**TASK REQUIREMENTS:**
A. Summarize the essay on disability in two sentences.
B. Repeat the essay on disability from "I smiled then." to "demand to flee.".
C. Pick up the essay on disability after its last sentence and continue it.
*** TEXT
But I have another reason for hating the phrase “embrace disability”—one thinks of  how difficult “embraces” really are for the disabled whose hopes for love and sexual life are often next to impossible.

Do you embrace your human loneliness and the near impossibility of intimacy with others?

Do you embrace your unemployment? The erosion of rehabilitation and health services?

Or the fact that doctor’s offices in the US are largely inaccessible?

Or that colleges and universities are woefully trapped in a 1970’s model of disability services?

Or that public transportation, especially airlines, treat you like a cockroach?

So I don’t like the word “embrace” which is just plain tomfoolery. And I don’t like “accept” because it’s too passive and vaguely defeatist.

Exult. Rejoice. Be rapturous. These are all too American. Don’t worry. Be Happy.

It just isn’t easy. The emotional rain isn’t gentle.

Once upon a time in Ithaca, New York, I encountered a man, a rather disheveled and clattering old man, someone the locals seemed to know, for we were in a diner, and he was going from table to table chattering with breakfasters, not asking for money, but essentially playing the role of the Id, sassing people, perhaps in ways they required, who could say, but there he was, pressing into each person’s space, piercing the psyches of strangers with his needle. He called a cop “Porky” and an elderly woman “Grandma” as he lurched steadily toward me. “Oh Doggy!” he said. “Doggy doggy doggy!”

Then he said, “What kind of fucking person are you?”

I tried my best Robert deNiro impression: “Are you talking to ME?”

He was not amused.

“A prisoner!” he shouted, for the whole diner was his stage. “This dog’s a prisoner!”

For a moment I felt the rising heat of embarrassment and rejection. Then, as he repeated my dog was a slave, I softened. In a moment of probable combat I stepped far back inside myself, not because I had to, but how to say it? Corky was unruffled. She actually nuzzled my leg. The nuzzle went up my torso, passed through my neck, went straight for the amygdala.

I smiled then. I said, “You’re right. And I’m a prisoner too.”

I don’t know if it was my smile, or my agreement that did the trick, but he backed up, turned, and walked out the door. Strangers applauded.

I’d beaten a lifetime of bad habits. I hadn’t fallen into panic, or rage, or felt a demand to flee.
******
*** EXCERPTED RECORDS
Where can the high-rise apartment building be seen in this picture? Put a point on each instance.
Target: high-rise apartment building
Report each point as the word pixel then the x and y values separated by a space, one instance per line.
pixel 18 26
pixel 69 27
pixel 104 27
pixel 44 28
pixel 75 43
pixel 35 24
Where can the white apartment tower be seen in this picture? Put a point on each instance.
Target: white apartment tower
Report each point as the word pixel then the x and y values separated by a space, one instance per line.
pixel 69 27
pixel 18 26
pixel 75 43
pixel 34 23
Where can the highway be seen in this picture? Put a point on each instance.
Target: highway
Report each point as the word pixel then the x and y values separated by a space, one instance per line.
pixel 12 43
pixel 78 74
******
*** EXCERPTED RECORDS
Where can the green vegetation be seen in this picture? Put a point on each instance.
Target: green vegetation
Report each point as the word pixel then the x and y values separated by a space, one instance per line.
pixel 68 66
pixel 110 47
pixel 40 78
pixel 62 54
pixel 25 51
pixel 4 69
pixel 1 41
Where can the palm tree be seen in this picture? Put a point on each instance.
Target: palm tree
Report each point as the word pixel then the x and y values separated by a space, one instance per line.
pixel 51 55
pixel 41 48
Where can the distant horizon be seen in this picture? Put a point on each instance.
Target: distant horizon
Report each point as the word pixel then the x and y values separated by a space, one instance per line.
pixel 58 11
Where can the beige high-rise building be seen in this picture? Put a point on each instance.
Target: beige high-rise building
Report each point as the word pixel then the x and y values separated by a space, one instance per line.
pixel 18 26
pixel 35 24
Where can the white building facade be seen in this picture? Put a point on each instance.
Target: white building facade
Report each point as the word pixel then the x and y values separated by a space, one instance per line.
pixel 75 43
******
**ANSWER SECTION:**
A. The writer rejects the phrase "embrace disability," pointing to loneliness, unemployment, inaccessible doctor's offices, outdated college disability services and poor treatment on public transportation, and also dislikes "accept" as too passive and vaguely defeatist. The writer then recalls a man in an Ithaca diner who shouted that the writer's dog was a prisoner; calmed by the dog Corky's nuzzle, the writer smiled and agreed, "And I'm a prisoner too," and the man walked out as strangers applauded.

B.
I smiled then. I said, “You’re right. And I’m a prisoner too.”

I don’t know if it was my smile, or my agreement that did the trick, but he backed up, turned, and walked out the door. Strangers applauded.

I’d beaten a lifetime of bad habits. I hadn’t fallen into panic, or rage, or felt a demand to flee.

C.
I sat at the counter, tucked guide dog Corky safely out of the way of walking customers, and ordered some eggs. I daydreamed over coffee.

When I was eleven years old I fell onto a pricker bush. It’s hard to say how I did it, but I was impaled on hundreds of thorns. My sister who was six at the time, and my cousin Jim who was maybe nine, fell to the ground laughing as if they might die. I begged them for help which of course only made them laugh all the harder. I remember tears welling in my eyes and their insensible joy. I also knew in that moment they were right to laugh—that I was the older kid, was a bit bossy, disability be damned. I was the one who told my sister and cousin what to do. Now I was getting mine. My just deserts. In the end I tore myself from the monster shrub and stormed into the house. I sulked while they continued laughing outside.

Perhaps I thought, there in the diner, I could live henceforth in a new and more flexible way.

“Is it as simple as this?” I thought. “One simply decides to breathe differently.”

I saw, in a way, it was that simple.

Saw also how a dog can be your teacher. And while eating wheat toast I thought of the Buddha’s words from the Dhammapada:

Live in Joy, In love,

Even among those who hate.

Live in joy, In health,

Even among the afflicted.

Live in joy, In peace,

Even among the troubled.

Look within. Be still.

Free from fear and attachment,

Know the sweet joy of living in the way.

But you see, that’s the poet in me. It’s easy to imagine disabled life is a matter of grace.

And though I have these moments, I know I’m high in the Grand Tetons, still looking for a path.